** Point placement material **
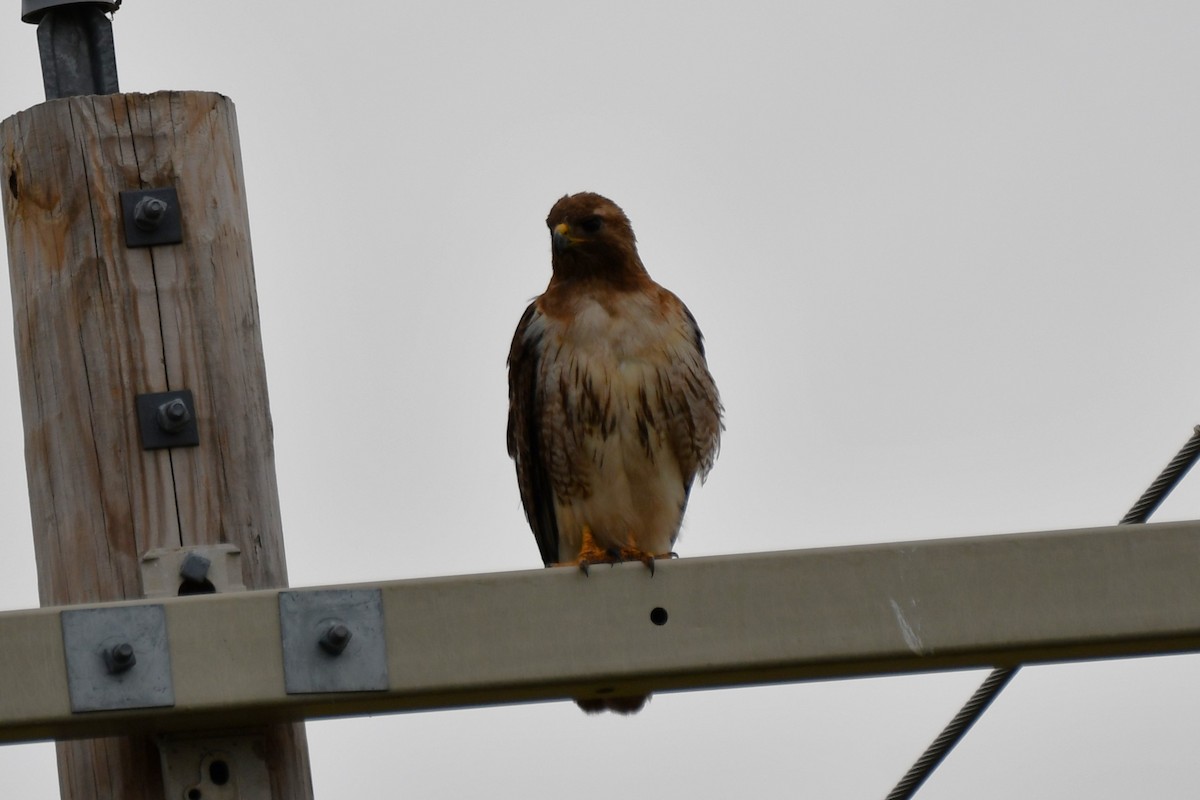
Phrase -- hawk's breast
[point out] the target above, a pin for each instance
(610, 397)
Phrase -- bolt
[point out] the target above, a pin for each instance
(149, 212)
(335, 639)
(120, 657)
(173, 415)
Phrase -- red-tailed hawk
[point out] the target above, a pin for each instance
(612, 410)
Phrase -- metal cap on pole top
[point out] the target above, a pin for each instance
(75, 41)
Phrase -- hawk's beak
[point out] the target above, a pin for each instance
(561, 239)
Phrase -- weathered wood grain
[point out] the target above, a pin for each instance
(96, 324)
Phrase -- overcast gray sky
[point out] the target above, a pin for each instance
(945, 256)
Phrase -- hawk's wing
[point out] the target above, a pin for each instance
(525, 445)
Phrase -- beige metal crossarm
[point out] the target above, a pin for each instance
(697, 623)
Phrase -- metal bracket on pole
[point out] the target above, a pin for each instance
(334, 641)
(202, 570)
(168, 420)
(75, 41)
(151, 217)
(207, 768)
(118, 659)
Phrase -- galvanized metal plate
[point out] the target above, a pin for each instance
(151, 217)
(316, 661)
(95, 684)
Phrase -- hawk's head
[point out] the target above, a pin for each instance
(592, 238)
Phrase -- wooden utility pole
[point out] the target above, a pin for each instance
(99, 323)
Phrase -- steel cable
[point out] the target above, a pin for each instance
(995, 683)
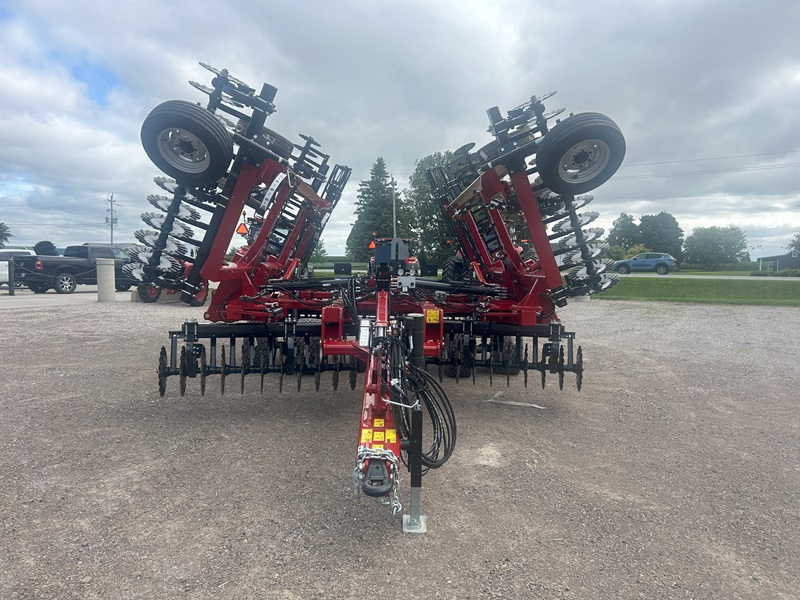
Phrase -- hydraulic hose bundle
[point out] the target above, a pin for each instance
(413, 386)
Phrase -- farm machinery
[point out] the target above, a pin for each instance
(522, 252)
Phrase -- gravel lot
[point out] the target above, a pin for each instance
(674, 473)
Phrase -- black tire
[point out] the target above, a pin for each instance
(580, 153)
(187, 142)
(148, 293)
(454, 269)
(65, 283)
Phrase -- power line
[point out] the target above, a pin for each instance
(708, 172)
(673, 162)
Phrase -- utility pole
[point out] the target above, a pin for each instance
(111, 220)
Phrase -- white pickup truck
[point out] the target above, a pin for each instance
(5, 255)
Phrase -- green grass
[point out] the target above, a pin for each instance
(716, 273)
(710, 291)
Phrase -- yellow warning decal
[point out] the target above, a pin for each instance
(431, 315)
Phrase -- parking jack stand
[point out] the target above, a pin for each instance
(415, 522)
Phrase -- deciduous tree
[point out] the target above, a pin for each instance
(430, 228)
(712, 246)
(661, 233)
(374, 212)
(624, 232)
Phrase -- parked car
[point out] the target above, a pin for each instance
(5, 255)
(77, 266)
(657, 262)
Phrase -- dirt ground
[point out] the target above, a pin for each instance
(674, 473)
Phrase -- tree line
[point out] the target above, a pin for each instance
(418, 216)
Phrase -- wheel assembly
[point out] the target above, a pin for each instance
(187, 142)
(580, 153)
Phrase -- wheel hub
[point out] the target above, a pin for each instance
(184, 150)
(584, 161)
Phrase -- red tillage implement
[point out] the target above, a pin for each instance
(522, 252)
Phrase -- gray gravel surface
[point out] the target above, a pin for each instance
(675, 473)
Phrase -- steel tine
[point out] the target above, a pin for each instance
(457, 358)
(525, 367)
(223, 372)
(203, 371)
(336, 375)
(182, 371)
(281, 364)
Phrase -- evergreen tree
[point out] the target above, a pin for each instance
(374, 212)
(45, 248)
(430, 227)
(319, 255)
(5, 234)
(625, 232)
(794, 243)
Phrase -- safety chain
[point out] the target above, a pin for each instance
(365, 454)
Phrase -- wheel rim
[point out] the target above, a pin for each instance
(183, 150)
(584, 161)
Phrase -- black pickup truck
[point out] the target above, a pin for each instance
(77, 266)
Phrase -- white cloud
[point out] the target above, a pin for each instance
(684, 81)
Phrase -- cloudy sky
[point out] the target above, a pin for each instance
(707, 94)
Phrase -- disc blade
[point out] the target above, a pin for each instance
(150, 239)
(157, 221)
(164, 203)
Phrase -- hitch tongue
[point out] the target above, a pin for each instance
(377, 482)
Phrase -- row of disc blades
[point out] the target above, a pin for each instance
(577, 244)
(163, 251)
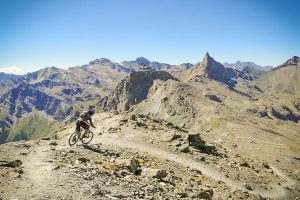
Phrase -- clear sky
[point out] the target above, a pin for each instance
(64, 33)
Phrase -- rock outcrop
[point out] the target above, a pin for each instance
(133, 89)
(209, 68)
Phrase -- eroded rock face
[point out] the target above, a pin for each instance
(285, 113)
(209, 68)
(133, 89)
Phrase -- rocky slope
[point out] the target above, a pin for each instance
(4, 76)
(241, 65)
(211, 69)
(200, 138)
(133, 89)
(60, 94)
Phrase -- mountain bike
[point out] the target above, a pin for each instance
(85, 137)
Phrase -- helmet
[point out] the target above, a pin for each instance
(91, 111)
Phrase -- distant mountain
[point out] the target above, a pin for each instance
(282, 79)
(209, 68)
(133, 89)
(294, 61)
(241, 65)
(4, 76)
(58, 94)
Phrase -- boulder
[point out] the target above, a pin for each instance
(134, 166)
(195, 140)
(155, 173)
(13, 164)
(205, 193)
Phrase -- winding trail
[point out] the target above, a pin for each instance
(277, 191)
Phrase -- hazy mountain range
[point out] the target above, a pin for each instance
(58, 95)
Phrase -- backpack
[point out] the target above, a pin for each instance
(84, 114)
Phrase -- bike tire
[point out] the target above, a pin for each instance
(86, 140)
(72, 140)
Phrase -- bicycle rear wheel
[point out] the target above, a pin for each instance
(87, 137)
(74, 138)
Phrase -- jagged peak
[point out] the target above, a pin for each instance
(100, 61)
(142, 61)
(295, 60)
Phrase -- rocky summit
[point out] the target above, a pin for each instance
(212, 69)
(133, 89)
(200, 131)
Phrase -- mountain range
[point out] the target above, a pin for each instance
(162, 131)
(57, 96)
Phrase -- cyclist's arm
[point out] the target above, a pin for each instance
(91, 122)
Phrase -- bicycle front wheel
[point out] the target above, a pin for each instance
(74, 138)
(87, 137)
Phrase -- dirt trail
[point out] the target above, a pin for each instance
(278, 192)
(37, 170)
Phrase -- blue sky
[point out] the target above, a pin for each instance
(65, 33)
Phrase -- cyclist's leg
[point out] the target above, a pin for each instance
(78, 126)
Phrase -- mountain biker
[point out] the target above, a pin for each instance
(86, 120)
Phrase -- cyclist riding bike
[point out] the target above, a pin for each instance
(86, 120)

** WHAT THE TASK REQUIRES **
Copy out every line of the material above with no changes, omitting the pictures from your answer.

** SOLUTION **
Phrase -- hawk's breast
[point out] the target above, a pin for each instance
(610, 397)
Phrase -- bolt
[point out] the target above, a pin for each instance
(149, 212)
(335, 639)
(120, 657)
(173, 415)
Phrase -- red-tailed hawk
[point out] the target above, a pin for each instance
(612, 410)
Phrase -- metal cap on pole top
[point out] the target above, a pin for each instance
(75, 41)
Phrase -- hawk's beak
[point out] the target above, a pin for each instance
(561, 239)
Phrase -- weathered wood grain
[point out] the target above, a pin for each instance
(96, 324)
Phrase -- overcast gray sky
[point out] the target above, a pin for each instance
(945, 256)
Phrase -- hawk's wing
[point out] the target above, a pin for each instance
(525, 445)
Phrase -- beige metal crossarm
[point out] the target above, a pin for each instance
(697, 623)
Phrase -- metal bracket on pole
[point out] the target above, a pin for each instance
(334, 641)
(202, 570)
(168, 420)
(75, 41)
(151, 217)
(207, 768)
(118, 659)
Phrase -- galvanized metal plate
[point out] the target above, a pin for each instance
(151, 217)
(316, 661)
(95, 684)
Phrase -- hawk's head
[point out] the target above, a pin for each instance
(592, 238)
Phrase -- wooden utility pole
[point out] the target above, a pin for each instance
(99, 323)
Phrase -- steel cable
[point out] the target above, a pin for each instance
(995, 683)
Phrase -- hydraulic hose bundle
[point out] the target above, a pin for each instance
(413, 386)
Phrase -- farm machinery
[point out] the target above, a pin for each instance
(522, 252)
Phrase -- gravel lot
[point out] the target above, a pin for each instance
(674, 473)
Phrase -- black tire
[point out] the target above, a pin for each instance
(580, 153)
(187, 142)
(148, 293)
(454, 269)
(65, 283)
Phrase -- power line
[point out] the target above, a pin for each instance
(708, 172)
(673, 162)
Phrase -- utility pole
[point out] the target above, a pin for each instance
(111, 220)
Phrase -- white pickup truck
[point out] the target above, a pin for each instance
(5, 255)
Phrase -- green grass
[point out] the target above, a pin for each instance
(716, 273)
(710, 291)
Phrase -- yellow warning decal
[point out] the target above, a pin for each instance
(431, 315)
Phrase -- parking jack stand
[point out] the target above, a pin for each instance
(415, 522)
Phrase -- deciduous tree
[point out] the target above, a pin for each instance
(430, 228)
(712, 246)
(661, 233)
(374, 212)
(624, 232)
Phrase -- parked car
[point out] the target above, a pin for each instance
(5, 255)
(77, 266)
(657, 262)
Phrase -- dirt ground
[point out] the target above, a pin for each instance
(674, 473)
Phrase -- tree line
[point out] the target above, a pin for each instance
(418, 216)
Phrase -- wheel assembly
[point out] the target above, a pin for each instance
(187, 142)
(580, 153)
Phrase -- wheel hub
[point out] the target above, a pin for each instance
(184, 150)
(584, 161)
Phrase -- red tillage implement
[point out] the target above, a pin for each instance
(522, 252)
Phrase -- gray gravel surface
[point out] the target above, a pin for each instance
(675, 473)
Phrase -- steel tine
[point out] the target above, a pin for each instance
(457, 358)
(525, 367)
(223, 372)
(203, 371)
(336, 375)
(182, 371)
(281, 364)
Phrase -- evergreen tree
[point out] the target above, a pin for each instance
(374, 212)
(45, 248)
(430, 227)
(319, 255)
(5, 234)
(625, 232)
(794, 243)
Phrase -- safety chain
[point out] the target above, a pin for each instance
(365, 454)
Phrase -- wheel rim
[point out] the target above, a pin for each instance
(183, 150)
(584, 161)
Phrase -- black pickup truck
[point out] the target above, a pin for each instance
(77, 266)
Phrase -- white cloud
[point out] the target above, a pin for each instance
(684, 81)
Phrase -- cloudy sky
[point out] the target above, a pin for each instance
(707, 94)
Phrase -- disc blade
[point out] the target above, a pin for each instance
(150, 239)
(157, 221)
(164, 203)
Phrase -- hitch tongue
[point out] the target above, a pin for each instance
(377, 482)
Phrase -- row of disc blades
[point out] the target above, a pin for each instance
(577, 244)
(163, 251)
Phrase -- clear sky
[point out] the target above, a pin for each instance
(64, 33)
Phrase -- rock outcrop
[point out] the target above, a pin for each instance
(133, 89)
(209, 68)
Phrase -- eroded rock face
[point out] the target above, a pin for each instance
(285, 113)
(209, 68)
(133, 89)
Phrase -- rocky slope
[point out] the target above, a pin for each instance
(4, 76)
(241, 65)
(211, 69)
(200, 138)
(133, 89)
(60, 94)
Phrase -- mountain bike
[point out] the target above, a pin for each instance
(85, 137)
Phrase -- helmet
[point out] the target above, a pin for each instance
(91, 111)
Phrase -- distant mountain
[point out] the target above, a pin for each instance
(282, 79)
(209, 68)
(133, 89)
(294, 61)
(241, 65)
(4, 76)
(58, 94)
Phrase -- boulder
[point out] the target above, a pin for each instance
(134, 166)
(195, 140)
(155, 173)
(13, 164)
(205, 193)
Phrase -- winding trail
[point out] the target above, a pin for each instance
(277, 191)
Phrase -- hazy mountain range
[point out] the target above, a pin for each instance
(58, 95)
Phrase -- backpack
[point out] the target above, a pin for each instance
(84, 114)
Phrase -- bike tire
[point out] the target above, a pin for each instance
(86, 140)
(72, 140)
Phrase -- bicycle rear wheel
[point out] the target above, a pin for each instance
(87, 137)
(74, 138)
Phrase -- jagged peak
[point out] the target above, a pin for each instance
(100, 61)
(142, 61)
(295, 60)
Phrase -- rocky summit
[point out] the target above, a pin for each instance
(212, 69)
(133, 89)
(200, 131)
Phrase -- mountain range
[point out] the target above, a pin for each instance
(162, 131)
(57, 96)
Phrase -- cyclist's arm
[point out] the target above, a pin for each instance
(91, 122)
Phrase -- bicycle front wheel
[point out] the target above, a pin for each instance
(74, 138)
(87, 137)
Phrase -- dirt trail
[point out] the target above, a pin for each instance
(278, 192)
(37, 170)
Phrase -- blue sky
[point out] the target above, a pin for each instance
(65, 33)
Phrase -- cyclist's leg
[point out] the target above, a pin for each instance
(78, 126)
Phrase -- mountain biker
[point out] the target above, a pin for each instance
(86, 120)
Phrase -- cyclist riding bike
[point out] the target above, a pin for each instance
(86, 120)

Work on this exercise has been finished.